# TASK TO CARRY OUT:
Starting at the line with "of the baseboard", transcribe each line through the final one, both included, and add nothing.

════

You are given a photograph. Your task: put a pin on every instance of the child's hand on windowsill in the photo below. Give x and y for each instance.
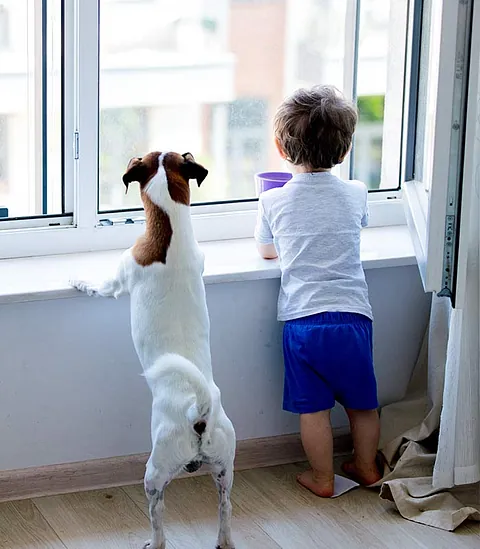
(267, 251)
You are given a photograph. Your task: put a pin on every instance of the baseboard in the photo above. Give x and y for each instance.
(124, 470)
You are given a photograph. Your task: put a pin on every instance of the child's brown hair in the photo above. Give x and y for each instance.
(314, 127)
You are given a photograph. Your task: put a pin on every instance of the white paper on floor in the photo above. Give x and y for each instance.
(343, 485)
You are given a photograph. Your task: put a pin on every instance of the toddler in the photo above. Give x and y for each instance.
(313, 224)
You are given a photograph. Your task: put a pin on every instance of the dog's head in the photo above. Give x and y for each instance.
(164, 177)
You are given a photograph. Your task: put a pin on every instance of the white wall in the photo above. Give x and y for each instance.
(70, 388)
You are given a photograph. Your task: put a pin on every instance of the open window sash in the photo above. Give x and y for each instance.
(434, 201)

════

# WORKED ANSWER:
You are given a photograph. Your task: put a pin on every instance of the baseboard in the photo above. Give x and y for each instance.
(124, 470)
You are given a photograph. Your task: put a pin on every instance of the child's brown hair in the photo above. Give x and y for each instance.
(314, 127)
You are given a photograph. Your task: put a pin on every instance of the white paper on floor in the photo above. Give x and y for each instance.
(343, 485)
You are given a photograph. Your task: put a pin on every instance of the toddler in the photo above. Give x and y for each instance.
(313, 224)
You are given a photograph. Your task: put a pin on every instance of the dog's head in the photo above. Give x and y for each instance.
(164, 177)
You are given a photograph. Your task: put a pin on every instance of the white wall in the photo above. Give x and y for each instance.
(70, 388)
You are given a photograph. Your task: put a pin on every instance of the open window sash in the photo above. Give x and y for each instance.
(434, 201)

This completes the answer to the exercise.